=== STORED DATA ===

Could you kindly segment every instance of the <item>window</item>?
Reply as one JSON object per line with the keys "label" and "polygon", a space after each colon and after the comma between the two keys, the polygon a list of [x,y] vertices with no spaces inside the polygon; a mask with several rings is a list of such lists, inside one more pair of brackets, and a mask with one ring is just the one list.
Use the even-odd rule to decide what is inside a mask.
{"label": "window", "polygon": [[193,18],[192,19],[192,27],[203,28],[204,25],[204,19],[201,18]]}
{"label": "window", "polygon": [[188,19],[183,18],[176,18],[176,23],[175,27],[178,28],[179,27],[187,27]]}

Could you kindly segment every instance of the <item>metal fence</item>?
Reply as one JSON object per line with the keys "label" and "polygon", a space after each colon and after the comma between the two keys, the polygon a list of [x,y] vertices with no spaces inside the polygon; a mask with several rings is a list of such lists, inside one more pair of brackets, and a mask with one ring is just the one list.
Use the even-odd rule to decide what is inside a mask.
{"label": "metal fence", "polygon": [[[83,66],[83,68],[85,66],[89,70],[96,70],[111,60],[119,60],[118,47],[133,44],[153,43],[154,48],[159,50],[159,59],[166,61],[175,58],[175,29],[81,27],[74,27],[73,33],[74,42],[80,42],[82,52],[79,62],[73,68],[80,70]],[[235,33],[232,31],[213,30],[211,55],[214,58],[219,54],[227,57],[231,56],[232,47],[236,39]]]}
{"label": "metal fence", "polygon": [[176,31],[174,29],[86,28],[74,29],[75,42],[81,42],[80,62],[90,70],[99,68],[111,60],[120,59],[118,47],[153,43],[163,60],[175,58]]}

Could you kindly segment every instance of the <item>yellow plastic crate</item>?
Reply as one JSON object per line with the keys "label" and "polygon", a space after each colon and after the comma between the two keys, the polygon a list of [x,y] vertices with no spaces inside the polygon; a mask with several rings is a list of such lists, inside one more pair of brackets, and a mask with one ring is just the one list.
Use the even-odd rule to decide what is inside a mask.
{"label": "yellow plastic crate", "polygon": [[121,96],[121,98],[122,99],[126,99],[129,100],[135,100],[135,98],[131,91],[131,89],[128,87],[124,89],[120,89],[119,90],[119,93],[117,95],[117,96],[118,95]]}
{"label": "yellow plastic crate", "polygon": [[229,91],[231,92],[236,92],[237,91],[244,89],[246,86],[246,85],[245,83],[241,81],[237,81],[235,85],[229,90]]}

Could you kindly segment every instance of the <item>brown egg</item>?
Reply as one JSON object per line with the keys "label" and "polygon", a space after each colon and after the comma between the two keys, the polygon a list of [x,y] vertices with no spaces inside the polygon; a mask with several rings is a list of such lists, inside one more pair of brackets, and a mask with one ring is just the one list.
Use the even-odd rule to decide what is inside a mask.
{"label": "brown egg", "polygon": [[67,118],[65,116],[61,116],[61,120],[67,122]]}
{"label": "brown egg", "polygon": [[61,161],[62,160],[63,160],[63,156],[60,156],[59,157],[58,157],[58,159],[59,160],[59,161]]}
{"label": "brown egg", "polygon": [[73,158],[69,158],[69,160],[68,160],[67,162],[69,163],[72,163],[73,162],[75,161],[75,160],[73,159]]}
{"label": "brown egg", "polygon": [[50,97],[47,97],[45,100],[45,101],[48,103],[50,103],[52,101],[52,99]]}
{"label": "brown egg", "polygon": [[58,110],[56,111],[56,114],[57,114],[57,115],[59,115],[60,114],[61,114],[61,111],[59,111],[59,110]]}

===
=== STORED DATA ===

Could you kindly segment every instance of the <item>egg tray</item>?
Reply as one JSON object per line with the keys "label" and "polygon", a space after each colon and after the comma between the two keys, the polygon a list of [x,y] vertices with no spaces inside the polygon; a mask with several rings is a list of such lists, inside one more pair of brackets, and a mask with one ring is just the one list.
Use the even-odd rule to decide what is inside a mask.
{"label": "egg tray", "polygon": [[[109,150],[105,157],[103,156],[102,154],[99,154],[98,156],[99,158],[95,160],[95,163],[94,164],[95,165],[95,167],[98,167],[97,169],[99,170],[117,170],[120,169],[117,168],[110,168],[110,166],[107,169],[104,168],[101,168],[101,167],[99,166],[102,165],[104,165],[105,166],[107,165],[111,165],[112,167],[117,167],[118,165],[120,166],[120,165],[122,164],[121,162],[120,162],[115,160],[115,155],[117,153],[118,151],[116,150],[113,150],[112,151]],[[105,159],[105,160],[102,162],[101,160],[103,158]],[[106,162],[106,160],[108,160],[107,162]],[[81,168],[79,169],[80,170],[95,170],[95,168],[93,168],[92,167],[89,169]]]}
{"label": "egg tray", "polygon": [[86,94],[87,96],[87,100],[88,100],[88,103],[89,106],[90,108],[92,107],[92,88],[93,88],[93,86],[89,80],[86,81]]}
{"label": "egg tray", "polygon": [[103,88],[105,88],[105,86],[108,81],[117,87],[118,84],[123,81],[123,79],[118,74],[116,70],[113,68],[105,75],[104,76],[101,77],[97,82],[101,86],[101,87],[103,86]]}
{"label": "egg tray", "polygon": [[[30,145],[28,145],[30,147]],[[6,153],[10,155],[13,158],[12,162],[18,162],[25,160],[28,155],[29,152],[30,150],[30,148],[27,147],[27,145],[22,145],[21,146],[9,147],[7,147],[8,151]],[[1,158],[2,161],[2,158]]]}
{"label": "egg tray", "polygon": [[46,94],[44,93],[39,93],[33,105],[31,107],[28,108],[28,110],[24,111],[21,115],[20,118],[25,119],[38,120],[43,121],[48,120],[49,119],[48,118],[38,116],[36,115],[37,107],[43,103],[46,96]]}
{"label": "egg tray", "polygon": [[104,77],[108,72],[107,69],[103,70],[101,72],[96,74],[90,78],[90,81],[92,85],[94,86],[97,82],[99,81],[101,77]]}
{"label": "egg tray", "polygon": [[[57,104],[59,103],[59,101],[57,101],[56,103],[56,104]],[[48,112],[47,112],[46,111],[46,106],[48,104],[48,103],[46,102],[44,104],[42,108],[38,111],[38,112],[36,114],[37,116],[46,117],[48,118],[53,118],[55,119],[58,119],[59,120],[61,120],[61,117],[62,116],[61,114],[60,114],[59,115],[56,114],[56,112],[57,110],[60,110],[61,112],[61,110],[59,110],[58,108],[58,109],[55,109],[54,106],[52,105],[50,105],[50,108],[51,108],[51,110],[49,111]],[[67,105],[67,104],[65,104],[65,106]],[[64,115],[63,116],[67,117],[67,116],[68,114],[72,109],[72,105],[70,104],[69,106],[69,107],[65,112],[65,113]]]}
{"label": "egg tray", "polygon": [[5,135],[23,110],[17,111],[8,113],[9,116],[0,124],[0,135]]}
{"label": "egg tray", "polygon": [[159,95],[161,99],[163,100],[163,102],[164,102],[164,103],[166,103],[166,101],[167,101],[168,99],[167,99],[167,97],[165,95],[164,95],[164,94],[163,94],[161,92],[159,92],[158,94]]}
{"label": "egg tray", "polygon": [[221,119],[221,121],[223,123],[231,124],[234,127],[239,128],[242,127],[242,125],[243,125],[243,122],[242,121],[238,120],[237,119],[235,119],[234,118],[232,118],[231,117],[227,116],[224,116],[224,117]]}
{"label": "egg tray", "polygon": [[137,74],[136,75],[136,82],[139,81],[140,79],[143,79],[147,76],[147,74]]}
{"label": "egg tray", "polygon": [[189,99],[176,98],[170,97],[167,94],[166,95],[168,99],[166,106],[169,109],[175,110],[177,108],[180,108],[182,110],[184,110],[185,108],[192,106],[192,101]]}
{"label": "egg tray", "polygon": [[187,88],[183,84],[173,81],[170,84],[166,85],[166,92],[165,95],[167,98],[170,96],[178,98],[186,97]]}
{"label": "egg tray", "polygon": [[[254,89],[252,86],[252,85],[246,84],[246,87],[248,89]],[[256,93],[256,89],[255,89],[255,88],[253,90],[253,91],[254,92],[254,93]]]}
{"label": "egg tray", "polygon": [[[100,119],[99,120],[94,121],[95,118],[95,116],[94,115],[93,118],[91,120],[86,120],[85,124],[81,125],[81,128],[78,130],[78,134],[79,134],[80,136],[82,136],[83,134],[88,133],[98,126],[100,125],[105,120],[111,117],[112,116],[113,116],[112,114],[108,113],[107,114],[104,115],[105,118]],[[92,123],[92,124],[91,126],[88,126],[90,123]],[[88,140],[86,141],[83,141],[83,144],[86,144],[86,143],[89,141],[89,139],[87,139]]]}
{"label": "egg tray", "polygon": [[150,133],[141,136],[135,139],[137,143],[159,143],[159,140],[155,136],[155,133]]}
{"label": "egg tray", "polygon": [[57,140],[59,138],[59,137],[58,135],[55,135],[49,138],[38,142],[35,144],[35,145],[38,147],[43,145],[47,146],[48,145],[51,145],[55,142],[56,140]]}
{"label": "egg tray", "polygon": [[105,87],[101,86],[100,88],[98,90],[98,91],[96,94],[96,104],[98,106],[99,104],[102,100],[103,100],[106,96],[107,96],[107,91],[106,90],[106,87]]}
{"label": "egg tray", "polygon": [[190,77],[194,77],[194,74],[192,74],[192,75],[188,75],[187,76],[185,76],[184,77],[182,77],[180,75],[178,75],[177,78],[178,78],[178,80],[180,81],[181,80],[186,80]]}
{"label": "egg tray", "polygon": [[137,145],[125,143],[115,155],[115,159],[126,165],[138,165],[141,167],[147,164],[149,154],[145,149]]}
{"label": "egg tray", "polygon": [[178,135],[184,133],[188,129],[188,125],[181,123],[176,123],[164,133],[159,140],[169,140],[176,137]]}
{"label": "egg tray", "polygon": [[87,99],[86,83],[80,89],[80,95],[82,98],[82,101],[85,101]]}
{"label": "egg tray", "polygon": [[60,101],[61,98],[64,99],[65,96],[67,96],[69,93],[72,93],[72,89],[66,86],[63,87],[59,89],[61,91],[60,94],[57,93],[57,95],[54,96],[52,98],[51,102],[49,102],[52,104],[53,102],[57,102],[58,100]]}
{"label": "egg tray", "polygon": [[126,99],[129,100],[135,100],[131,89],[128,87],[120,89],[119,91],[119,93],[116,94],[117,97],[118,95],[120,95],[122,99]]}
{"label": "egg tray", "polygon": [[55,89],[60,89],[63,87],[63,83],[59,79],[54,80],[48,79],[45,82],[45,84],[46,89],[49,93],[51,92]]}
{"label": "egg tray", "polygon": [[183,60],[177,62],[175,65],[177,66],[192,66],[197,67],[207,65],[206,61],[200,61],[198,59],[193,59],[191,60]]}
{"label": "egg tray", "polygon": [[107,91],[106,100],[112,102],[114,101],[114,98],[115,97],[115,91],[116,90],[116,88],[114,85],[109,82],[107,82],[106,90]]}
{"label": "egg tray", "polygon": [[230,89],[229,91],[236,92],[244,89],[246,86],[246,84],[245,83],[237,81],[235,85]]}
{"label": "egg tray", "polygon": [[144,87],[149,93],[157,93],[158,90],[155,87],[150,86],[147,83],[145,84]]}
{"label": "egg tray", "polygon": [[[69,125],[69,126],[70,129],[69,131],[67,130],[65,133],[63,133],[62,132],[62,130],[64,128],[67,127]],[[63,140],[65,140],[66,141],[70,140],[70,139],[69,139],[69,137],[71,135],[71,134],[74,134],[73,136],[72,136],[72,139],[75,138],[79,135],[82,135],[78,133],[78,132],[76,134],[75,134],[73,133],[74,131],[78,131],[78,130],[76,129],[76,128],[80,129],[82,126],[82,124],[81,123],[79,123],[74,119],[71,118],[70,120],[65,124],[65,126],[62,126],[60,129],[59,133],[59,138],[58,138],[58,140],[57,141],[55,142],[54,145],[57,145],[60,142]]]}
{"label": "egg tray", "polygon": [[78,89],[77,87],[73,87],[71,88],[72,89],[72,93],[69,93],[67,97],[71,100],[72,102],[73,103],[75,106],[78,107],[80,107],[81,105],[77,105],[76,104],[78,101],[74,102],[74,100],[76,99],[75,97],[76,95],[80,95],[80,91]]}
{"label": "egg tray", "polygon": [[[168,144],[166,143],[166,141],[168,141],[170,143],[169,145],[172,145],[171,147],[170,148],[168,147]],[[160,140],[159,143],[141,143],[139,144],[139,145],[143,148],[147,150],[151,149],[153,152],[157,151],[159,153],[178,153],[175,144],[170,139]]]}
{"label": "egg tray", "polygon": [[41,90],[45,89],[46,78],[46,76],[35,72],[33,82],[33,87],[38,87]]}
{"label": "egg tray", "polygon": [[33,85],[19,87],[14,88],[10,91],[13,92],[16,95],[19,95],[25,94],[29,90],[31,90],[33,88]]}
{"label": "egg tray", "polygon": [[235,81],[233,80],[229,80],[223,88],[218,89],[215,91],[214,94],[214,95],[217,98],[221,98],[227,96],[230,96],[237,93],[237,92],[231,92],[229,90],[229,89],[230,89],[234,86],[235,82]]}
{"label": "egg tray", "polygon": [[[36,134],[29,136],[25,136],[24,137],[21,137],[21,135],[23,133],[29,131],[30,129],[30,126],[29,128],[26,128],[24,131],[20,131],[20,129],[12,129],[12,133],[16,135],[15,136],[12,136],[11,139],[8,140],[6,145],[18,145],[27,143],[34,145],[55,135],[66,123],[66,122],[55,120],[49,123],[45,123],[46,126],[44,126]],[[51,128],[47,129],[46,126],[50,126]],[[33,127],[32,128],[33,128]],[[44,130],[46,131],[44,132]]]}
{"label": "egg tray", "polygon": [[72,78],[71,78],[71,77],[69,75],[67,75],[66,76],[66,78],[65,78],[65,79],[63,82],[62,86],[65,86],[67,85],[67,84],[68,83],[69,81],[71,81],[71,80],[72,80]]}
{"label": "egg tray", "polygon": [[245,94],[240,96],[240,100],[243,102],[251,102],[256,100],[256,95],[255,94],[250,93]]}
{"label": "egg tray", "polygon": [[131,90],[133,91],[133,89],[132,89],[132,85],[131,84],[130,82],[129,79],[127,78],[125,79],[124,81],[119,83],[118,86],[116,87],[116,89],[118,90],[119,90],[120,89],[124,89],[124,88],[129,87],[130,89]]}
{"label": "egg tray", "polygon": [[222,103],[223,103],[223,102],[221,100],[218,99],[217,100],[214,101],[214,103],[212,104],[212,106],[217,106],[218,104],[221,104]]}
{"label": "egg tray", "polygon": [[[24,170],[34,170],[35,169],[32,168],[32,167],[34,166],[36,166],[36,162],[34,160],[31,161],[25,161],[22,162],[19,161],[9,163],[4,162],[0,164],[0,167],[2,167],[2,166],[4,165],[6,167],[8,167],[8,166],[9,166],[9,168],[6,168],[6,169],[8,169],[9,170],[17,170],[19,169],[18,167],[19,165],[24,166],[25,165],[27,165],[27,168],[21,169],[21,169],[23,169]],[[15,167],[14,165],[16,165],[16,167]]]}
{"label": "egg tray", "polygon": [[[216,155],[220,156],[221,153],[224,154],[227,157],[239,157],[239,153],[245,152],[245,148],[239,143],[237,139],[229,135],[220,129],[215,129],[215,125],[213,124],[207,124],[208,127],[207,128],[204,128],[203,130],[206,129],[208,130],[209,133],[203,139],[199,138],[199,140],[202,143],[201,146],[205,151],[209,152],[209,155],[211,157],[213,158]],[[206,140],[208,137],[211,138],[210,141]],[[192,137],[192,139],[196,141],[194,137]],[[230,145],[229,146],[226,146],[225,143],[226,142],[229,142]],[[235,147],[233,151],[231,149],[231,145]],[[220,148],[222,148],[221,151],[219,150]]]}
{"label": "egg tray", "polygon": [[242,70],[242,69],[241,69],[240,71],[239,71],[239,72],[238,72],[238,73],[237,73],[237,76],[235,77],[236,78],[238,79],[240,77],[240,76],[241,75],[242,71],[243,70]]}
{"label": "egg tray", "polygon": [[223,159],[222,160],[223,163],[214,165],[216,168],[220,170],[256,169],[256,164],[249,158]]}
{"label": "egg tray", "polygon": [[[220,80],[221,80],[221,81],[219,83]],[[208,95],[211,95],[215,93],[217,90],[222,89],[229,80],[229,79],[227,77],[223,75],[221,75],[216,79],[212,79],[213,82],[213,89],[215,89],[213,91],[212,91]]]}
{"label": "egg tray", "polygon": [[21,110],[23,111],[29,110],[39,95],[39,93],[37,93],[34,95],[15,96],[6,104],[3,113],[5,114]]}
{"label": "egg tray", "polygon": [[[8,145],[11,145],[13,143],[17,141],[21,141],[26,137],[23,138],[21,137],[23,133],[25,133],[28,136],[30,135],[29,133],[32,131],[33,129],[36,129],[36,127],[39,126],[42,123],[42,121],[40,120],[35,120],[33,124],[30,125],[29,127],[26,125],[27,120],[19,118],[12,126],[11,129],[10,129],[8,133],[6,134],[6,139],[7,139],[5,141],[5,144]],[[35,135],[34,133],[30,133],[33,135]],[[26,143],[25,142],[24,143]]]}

===
=== STORED DATA ===

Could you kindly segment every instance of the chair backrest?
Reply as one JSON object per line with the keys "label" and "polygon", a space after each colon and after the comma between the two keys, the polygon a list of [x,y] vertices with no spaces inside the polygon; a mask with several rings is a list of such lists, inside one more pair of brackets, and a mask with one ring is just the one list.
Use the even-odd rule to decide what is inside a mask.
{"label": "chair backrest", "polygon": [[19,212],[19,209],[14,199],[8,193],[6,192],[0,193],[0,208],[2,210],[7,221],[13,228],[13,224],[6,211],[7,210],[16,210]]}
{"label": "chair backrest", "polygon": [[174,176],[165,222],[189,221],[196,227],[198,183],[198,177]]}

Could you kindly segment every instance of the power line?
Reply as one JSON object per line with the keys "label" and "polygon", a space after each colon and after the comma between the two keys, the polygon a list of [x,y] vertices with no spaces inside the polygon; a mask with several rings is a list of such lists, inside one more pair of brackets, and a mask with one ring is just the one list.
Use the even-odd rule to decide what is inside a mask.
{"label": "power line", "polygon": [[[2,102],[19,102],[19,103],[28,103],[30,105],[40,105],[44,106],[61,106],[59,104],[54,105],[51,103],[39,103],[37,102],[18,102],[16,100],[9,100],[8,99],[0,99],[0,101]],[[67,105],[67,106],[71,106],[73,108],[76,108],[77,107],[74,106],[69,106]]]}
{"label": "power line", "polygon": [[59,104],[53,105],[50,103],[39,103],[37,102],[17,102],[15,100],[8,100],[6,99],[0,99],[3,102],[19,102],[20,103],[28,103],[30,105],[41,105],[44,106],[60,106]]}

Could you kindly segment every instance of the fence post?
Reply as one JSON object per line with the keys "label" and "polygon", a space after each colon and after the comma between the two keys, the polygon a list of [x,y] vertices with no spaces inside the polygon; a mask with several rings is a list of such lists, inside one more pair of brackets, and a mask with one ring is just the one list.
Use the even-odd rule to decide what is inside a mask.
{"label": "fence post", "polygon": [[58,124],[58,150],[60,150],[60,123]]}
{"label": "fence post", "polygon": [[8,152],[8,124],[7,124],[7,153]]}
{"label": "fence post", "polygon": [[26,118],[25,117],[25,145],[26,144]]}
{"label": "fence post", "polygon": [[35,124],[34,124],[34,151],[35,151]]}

===

- **GIVEN PROBLEM**:
Pick out every line in the entries above that contains the word "yellow" and copy each of those lines unchanged.

- **CORRECT ANSWER**:
Could you kindly segment every instance of the <item>yellow plastic crate</item>?
{"label": "yellow plastic crate", "polygon": [[121,96],[121,98],[122,99],[126,99],[129,100],[135,100],[135,98],[131,91],[131,89],[128,87],[124,89],[120,89],[119,90],[119,93],[117,95],[117,96],[118,95]]}
{"label": "yellow plastic crate", "polygon": [[229,91],[231,92],[236,92],[237,91],[244,89],[246,86],[246,85],[245,83],[241,81],[237,81],[235,85],[229,90]]}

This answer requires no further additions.